══ Dataset records ══
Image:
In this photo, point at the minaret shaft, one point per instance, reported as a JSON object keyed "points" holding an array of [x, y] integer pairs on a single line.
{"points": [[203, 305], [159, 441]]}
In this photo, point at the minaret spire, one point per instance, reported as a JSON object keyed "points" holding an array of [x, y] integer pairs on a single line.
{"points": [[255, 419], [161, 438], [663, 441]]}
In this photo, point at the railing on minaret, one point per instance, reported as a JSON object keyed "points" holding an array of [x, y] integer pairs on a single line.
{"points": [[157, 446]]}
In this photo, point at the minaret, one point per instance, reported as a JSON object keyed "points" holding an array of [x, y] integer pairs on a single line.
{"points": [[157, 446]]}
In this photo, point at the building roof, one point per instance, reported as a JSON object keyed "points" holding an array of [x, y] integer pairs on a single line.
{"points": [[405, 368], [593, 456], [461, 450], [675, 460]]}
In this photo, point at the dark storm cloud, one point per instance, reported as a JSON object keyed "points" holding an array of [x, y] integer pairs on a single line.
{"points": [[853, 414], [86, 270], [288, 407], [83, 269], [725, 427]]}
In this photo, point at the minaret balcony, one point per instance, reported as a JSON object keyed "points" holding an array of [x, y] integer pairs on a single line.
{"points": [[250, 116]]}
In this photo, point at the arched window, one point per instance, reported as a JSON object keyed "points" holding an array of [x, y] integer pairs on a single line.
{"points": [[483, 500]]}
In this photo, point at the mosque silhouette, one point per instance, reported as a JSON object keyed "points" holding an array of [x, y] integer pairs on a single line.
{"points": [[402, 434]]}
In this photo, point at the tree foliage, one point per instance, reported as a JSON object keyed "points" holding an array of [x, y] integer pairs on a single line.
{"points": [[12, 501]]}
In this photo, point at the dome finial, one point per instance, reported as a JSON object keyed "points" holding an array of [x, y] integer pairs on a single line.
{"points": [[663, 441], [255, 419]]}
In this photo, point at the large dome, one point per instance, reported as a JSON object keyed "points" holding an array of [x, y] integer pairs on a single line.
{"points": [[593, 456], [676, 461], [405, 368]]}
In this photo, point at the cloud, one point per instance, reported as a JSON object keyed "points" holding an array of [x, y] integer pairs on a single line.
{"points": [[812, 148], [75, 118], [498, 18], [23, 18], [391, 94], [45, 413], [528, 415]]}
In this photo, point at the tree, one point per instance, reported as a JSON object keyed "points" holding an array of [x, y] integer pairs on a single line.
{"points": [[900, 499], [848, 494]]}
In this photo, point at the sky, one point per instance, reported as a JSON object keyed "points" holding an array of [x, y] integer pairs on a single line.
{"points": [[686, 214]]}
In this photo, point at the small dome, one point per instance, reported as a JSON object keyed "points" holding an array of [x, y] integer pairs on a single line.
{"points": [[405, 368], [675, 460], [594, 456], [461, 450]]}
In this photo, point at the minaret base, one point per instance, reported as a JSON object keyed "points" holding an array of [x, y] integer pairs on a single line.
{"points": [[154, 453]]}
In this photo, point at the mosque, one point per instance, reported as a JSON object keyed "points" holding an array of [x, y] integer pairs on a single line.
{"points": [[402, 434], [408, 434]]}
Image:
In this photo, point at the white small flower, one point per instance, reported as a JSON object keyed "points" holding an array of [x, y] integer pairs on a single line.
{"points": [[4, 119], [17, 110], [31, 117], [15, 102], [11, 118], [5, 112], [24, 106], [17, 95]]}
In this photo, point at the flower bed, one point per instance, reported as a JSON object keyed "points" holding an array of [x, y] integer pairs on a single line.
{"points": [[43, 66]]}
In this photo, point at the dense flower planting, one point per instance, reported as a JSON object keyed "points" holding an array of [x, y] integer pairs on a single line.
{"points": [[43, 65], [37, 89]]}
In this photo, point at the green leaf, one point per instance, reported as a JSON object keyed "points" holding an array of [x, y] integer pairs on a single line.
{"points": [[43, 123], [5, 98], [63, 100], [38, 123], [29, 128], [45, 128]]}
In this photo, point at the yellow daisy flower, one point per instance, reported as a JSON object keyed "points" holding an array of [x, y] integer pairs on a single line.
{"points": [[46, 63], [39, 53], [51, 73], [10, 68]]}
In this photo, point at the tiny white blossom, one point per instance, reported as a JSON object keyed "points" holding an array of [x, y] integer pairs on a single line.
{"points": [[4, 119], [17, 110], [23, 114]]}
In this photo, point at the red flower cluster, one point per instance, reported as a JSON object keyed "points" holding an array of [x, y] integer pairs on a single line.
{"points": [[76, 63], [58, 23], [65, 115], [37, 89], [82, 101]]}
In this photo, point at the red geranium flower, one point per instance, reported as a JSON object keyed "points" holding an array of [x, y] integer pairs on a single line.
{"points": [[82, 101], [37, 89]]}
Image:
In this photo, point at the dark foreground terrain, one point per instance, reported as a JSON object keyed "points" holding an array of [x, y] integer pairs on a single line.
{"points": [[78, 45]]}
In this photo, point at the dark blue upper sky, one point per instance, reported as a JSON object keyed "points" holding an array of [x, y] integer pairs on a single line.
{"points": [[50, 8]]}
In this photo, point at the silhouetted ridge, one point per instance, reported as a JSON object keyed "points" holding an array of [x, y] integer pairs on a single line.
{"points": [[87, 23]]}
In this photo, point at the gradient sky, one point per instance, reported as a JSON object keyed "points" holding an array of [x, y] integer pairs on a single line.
═══
**Instructions for the task**.
From the first record to the last, print each one exactly.

**Answer space**.
Image:
In this photo, point at the minaret shaft, one point per instance, reported as a JSON object keyed "points" holding an array of [x, y] integer pairs on a single line.
{"points": [[203, 305], [159, 441]]}
In this photo, point at the minaret spire, one point per instance, reported as a JSON object keyed "points" holding an array of [x, y] integer pairs on a single line.
{"points": [[255, 419], [161, 438], [663, 441]]}
In this photo, point at the railing on minaret, one point per instance, reported as a JSON object keyed "points" holding an array of [x, y] integer pairs on a single line.
{"points": [[157, 446]]}
In this photo, point at the minaret, one point per instance, reported as a JSON object keyed "points" holding an array of [x, y] integer pairs on a single line.
{"points": [[157, 446]]}
In this photo, point at the building roof, one point per instance, reported as a JSON object keyed "points" holding an array of [x, y] integer pairs on a single line.
{"points": [[405, 368], [593, 456], [461, 450], [675, 460]]}
In this photo, point at the dark storm cloud, one point per instance, reported as a JSON object keyed "points" holding an array of [x, y] integer pairs on a single line.
{"points": [[853, 414], [86, 270], [288, 407], [83, 269], [725, 427]]}
In this photo, point at the minaret balcony, one point per instance, reported as a JSON object keyed "points" holding an array of [x, y] integer pairs on a single line.
{"points": [[250, 116]]}
In this photo, point at the arched window, one point per instance, reported as a JSON object keyed "points" holding an array of [x, y] integer pairs on a single line.
{"points": [[483, 500]]}
In this photo, point at the mosque silhouette, one point per instance, reported as a JSON object keyed "points" holding an array of [x, y] integer pairs on a single line.
{"points": [[402, 434]]}
In this photo, point at the tree foliage, one point per instance, reported as a JSON object keyed "points" holding an array of [x, y] integer pairs on a single line.
{"points": [[12, 501]]}
In this photo, point at the dome finial, one point per instance, reported as a JSON object keyed "points" holding an array of [x, y] integer pairs on a single line.
{"points": [[663, 441], [255, 419]]}
In this photo, point at the large dome, one point per instance, reported as a JSON object keyed "points" holding an array of [x, y] integer pairs on a single line.
{"points": [[593, 456], [676, 461], [405, 368]]}
In this photo, point at the cloud, one point per instance, reported as a JSON object keyed "points" holding an array of [x, y] integer pairs on a single line.
{"points": [[812, 148], [75, 118], [498, 18], [23, 18], [391, 94], [45, 413], [528, 415]]}
In this photo, point at the tree, one point per instance, reported as a JSON object keyed "points" holding an array of [x, y] integer pairs on a single line.
{"points": [[900, 499], [848, 494]]}
In this photo, point at the sky, one point per instance, reported as a JSON object keyed "points" holding an array of [x, y] integer pairs on a single line.
{"points": [[686, 214]]}
In this photo, point at the small dome, one point per instance, reported as a JSON object keyed "points" holding an array of [x, y] integer pairs on a single line.
{"points": [[405, 368], [675, 460], [594, 456], [461, 450]]}
In this photo, point at the minaret base, one point per instance, reported as a JSON object keyed "points" holding an array of [x, y] integer pairs on a single line.
{"points": [[154, 453]]}
In this photo, point at the mosque, one point per instance, reported as a JSON object keyed "points" holding an array of [x, y] integer pairs on a single line.
{"points": [[402, 434], [408, 434]]}
Image:
In this photo, point at the white small flower, one point per instance, reported as a JSON object keyed "points" holding an array of [x, y] integer pairs on a single line.
{"points": [[4, 119], [17, 110], [31, 117], [15, 102], [11, 118], [5, 112], [24, 106], [17, 95]]}
In this photo, point at the flower bed, one point per instance, reported as a JSON object keyed "points" holding an array of [x, y] integer pairs on a single line.
{"points": [[43, 66]]}
In this photo, point at the dense flower planting, one point per instance, reported as a JSON object keyed "points" holding an array of [x, y] integer pairs on a single line.
{"points": [[43, 65], [37, 89]]}
In this photo, point at the green leaf, one point per instance, reported as a JSON object keyed "points" holding an array of [x, y] integer pairs on a single line.
{"points": [[43, 123], [5, 98], [63, 100], [38, 123], [29, 128], [45, 128]]}
In this photo, point at the yellow daisy flower, one point per instance, reported as a JSON object keyed "points" holding an array of [x, y] integer pairs on a single line.
{"points": [[46, 63], [39, 53], [51, 73], [10, 68]]}
In this photo, point at the tiny white blossom, one point per instance, reported as a JSON object keyed "points" holding an array of [x, y] integer pairs on a single line.
{"points": [[4, 119], [17, 110], [23, 114]]}
In this photo, point at the red flower cluster, one point per instance, reported as a JSON object keyed "points" holding an array of [x, y] integer pairs on a single line.
{"points": [[76, 63], [58, 23], [65, 115], [37, 89], [82, 101]]}
In this photo, point at the red geranium flower, one point per instance, reported as a JSON object keyed "points" holding an array of [x, y] integer pairs on a single line.
{"points": [[82, 101], [37, 89]]}
Image:
In this photo, point at the dark foreground terrain, one point per instance, reported as a JSON object keyed "points" holding an array of [x, y] integer pairs on a single line.
{"points": [[78, 45]]}
In this photo, point at the dark blue upper sky, one point per instance, reported as a JSON object keyed "points" holding an array of [x, y] integer pairs on a single line.
{"points": [[50, 8]]}
In this photo, point at the silhouetted ridge, one point per instance, reported as a JSON object keyed "points" holding an array of [x, y] integer pairs on a single line.
{"points": [[87, 23]]}
In this photo, point at the gradient sky, one point per instance, reported as a JSON object keyed "points" holding an array of [x, y] integer pairs on a single line.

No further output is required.